Aim of the exercise:
Please pick out every line in the data below that contains the word "cloud", and copy each one. Case counts, so uppercase and lowercase letters must match.

···

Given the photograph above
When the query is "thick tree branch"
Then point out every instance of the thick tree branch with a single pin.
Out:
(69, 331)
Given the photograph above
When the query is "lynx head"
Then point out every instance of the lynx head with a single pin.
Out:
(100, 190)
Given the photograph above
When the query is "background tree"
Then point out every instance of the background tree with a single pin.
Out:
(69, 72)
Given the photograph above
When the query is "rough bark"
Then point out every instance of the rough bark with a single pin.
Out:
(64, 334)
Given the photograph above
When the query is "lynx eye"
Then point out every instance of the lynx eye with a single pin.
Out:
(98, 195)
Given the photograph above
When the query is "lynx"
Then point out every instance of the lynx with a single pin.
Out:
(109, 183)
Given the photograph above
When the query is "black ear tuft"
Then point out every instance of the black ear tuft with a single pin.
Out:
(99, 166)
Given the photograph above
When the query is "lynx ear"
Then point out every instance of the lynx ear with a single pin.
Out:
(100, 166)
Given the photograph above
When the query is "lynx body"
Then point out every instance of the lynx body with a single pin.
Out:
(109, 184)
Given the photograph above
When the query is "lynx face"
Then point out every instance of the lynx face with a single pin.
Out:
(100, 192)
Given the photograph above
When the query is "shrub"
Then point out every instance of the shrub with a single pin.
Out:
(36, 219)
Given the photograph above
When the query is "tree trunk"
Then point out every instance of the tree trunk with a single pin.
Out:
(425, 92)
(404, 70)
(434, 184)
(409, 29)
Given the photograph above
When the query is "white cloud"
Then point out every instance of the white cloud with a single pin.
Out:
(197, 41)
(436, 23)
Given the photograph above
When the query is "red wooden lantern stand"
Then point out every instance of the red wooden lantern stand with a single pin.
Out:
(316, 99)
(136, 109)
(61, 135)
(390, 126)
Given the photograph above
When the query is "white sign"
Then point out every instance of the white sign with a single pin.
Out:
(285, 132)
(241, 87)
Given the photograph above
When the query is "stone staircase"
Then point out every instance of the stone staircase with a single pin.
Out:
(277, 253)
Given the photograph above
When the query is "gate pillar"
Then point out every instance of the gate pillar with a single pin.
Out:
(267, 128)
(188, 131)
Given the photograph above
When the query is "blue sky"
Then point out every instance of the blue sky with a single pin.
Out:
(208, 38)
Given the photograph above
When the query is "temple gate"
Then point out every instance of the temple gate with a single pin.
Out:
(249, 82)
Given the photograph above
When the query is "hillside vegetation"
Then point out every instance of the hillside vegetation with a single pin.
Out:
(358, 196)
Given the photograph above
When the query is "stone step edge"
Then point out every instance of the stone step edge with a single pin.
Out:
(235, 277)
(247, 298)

···

Result of the exercise:
When the query is "white cloud"
Then point out every instance of the white cloud with a single pin.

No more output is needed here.